■ REQUIRED WORK:
Whenever a line of the data below holds the string "waistband", copy that line.

■ Data excerpts:
>>>

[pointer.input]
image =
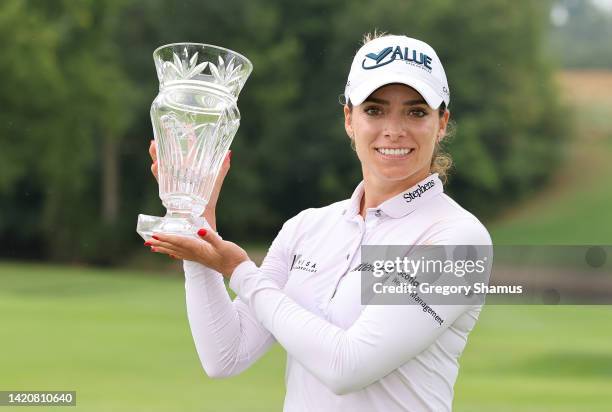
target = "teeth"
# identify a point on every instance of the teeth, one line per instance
(394, 152)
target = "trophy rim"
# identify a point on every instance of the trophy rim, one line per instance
(242, 56)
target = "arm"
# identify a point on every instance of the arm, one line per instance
(346, 360)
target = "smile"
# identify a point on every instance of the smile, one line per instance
(395, 153)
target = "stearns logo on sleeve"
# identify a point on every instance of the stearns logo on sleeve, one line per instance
(390, 54)
(300, 263)
(416, 193)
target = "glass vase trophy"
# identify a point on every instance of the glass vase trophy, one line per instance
(195, 118)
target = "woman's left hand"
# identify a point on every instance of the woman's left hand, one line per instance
(211, 250)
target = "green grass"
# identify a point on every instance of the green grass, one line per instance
(122, 341)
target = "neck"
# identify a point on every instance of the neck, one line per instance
(376, 192)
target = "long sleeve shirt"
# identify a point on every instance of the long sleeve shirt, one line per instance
(342, 355)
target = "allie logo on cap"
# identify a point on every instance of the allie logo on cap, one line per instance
(409, 56)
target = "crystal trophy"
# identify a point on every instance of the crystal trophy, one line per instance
(195, 118)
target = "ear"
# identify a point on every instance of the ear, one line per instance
(348, 122)
(443, 125)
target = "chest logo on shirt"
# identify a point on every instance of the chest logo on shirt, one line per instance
(301, 263)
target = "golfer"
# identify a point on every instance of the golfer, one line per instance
(306, 295)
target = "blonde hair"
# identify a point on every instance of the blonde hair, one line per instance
(441, 161)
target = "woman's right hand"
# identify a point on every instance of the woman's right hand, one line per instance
(209, 212)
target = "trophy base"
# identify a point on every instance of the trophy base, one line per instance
(183, 225)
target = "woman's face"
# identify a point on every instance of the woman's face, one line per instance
(395, 133)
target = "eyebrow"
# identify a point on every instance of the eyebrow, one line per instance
(406, 103)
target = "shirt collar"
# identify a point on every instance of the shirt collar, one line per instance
(403, 203)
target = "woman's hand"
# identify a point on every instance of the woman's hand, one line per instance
(211, 251)
(209, 212)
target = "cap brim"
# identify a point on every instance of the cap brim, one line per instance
(362, 92)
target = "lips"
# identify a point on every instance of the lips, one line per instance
(395, 152)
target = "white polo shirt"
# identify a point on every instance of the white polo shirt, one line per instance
(341, 355)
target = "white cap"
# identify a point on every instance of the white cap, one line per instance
(397, 59)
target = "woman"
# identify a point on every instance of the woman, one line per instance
(343, 355)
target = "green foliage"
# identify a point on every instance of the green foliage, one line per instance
(79, 76)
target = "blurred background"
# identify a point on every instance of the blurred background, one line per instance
(84, 306)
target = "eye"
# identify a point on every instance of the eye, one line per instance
(372, 110)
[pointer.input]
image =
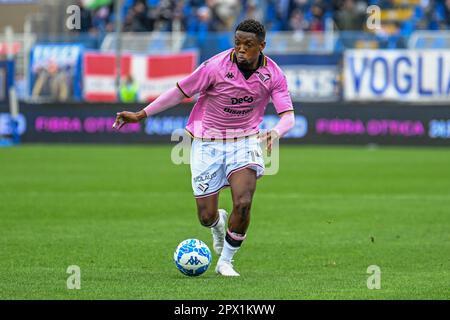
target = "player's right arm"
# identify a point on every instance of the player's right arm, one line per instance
(165, 101)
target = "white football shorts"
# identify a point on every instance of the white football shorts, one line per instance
(213, 162)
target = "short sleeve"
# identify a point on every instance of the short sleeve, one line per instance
(197, 81)
(280, 95)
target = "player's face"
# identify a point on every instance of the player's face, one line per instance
(247, 47)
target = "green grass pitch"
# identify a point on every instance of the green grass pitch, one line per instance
(118, 212)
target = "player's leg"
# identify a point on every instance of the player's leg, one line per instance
(243, 186)
(208, 178)
(211, 217)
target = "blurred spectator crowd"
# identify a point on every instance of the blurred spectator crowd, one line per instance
(401, 16)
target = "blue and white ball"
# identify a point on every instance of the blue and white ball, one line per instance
(192, 257)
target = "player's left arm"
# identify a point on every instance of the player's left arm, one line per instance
(283, 105)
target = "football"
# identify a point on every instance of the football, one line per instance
(192, 257)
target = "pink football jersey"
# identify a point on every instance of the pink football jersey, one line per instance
(229, 105)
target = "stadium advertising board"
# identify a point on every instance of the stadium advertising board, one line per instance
(55, 72)
(311, 77)
(402, 75)
(315, 124)
(153, 74)
(6, 79)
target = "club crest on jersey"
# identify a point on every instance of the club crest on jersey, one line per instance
(229, 75)
(263, 76)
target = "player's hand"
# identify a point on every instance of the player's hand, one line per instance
(268, 137)
(125, 117)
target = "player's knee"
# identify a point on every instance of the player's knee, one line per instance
(242, 205)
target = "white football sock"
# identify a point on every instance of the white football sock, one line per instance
(228, 252)
(219, 224)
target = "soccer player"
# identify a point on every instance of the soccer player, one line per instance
(235, 87)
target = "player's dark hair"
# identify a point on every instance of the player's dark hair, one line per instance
(253, 26)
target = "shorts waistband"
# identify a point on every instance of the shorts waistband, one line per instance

<<<

■ TASK ANSWER:
target = "shorts waistband"
# identify a point on every instance of the shorts waistband, one line per instance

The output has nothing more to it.